_PROVIDED INFORMATION_:
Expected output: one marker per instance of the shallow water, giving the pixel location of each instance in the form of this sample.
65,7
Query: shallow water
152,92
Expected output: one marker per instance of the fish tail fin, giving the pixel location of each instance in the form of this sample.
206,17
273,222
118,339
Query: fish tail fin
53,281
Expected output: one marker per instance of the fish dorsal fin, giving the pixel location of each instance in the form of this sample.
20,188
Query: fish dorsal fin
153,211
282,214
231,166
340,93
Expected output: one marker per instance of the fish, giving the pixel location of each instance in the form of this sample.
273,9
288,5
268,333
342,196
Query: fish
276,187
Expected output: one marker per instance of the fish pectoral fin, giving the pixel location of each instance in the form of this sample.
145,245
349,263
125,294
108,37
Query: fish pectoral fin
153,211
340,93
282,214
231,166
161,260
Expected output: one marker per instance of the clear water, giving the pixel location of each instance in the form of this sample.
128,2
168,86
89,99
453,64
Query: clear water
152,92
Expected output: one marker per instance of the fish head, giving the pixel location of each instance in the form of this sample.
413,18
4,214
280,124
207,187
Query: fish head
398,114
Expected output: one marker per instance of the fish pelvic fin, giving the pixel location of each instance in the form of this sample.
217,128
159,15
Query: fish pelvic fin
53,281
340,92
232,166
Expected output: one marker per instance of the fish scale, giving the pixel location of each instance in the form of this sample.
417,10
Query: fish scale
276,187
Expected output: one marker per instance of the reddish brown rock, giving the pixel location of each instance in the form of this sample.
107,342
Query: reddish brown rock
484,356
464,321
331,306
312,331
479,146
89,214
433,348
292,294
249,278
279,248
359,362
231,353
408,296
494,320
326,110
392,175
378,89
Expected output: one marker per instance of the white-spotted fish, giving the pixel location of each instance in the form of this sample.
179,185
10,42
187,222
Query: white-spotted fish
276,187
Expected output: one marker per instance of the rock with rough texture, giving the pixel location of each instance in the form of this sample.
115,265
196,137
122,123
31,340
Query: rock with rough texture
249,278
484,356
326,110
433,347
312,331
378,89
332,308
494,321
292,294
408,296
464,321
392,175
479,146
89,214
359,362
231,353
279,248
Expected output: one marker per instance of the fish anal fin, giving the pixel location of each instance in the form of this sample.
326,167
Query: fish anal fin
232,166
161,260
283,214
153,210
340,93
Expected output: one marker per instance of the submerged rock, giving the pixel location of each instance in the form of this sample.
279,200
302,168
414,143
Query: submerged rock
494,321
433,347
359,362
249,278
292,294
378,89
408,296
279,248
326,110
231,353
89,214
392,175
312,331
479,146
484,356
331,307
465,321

_THE REQUEST_:
Please update the material above by replacing every "marker" with "point", and reproduce all of it with nothing else changed.

_TASK RESPONSE_:
Expected output: one point per instance of the shallow water, giving the pixel location of each instance in the form of this sample.
65,7
Query: shallow water
152,92
Expected output: one point per instance of the fish tail fin, giving the pixel location of each instance in the form of this sample.
206,17
273,222
118,339
Query: fish tail fin
53,281
Expected output: one point per instance of the fish dorsal fin, giving the pixel location of each instance in the form of this sample.
20,188
Query: fish dorsal fin
153,211
282,214
231,166
340,93
Expected output: one point per instance of the fish, giving the pixel location of each instance in the form of this sample.
273,9
288,5
268,333
342,196
Query: fish
276,187
Expected output: one point per instance of the fish pectoral fin, giving the pixel location of each instance in the form of this sample.
145,245
349,263
125,294
108,37
Query: fish pectoral fin
153,211
340,93
282,214
231,166
161,260
Expected output: one point per instance of the clear water, giving the pixel location of each instance in the form of this sample.
128,2
168,86
89,99
453,64
Query: clear water
152,92
Expected output: one point per instance of the fish head, giving the pixel location of each instance in the form of this sample.
413,18
4,214
280,124
207,187
Query: fish head
398,114
Expected output: one point per instance of the fish pelvic fin, giving the pixel location of each instance in the form of this sample.
217,128
159,15
Query: fish pelvic fin
53,281
340,92
232,166
Expected output: one point per instance of the fish scale, giving the pixel location of each instance in the form of this sample.
417,10
Query: fish scale
276,187
Expected output: one point per instance of the reddish brown rock, giving the pixel location of each instance in the form of this sample.
107,342
Query: reddish brown rock
484,356
464,321
331,306
312,331
479,146
89,214
433,348
292,294
249,278
279,248
359,362
231,353
408,296
494,320
326,110
392,175
378,89
Expected output: one point per instance of the white-spotted fish, giving the pixel location of each instance in the form of this sample.
179,185
10,42
187,222
Query: white-spotted fish
276,187
Expected output: one point per instance of the rock with rough texture, giving the pixel location of each instance in the form of this sample.
115,265
196,137
122,123
31,340
Query: rock with rough texture
249,278
484,356
326,110
433,347
312,331
378,89
332,308
494,321
292,294
408,296
464,321
392,175
479,146
89,214
359,362
231,353
279,248
Expected output: one point per instance of the fish anal fin, giving the pixel location of each instance in the form of this sample.
326,167
Query: fish anal fin
232,166
161,260
283,214
153,210
340,93
Expected output: one point per instance of the submerged rock, giving the pixel location of each instance in the form of this sample.
279,200
302,168
414,143
Query: submerged rock
494,321
433,347
359,362
249,278
292,294
378,89
408,296
279,248
326,110
231,353
89,214
392,175
312,331
479,146
484,356
331,307
465,321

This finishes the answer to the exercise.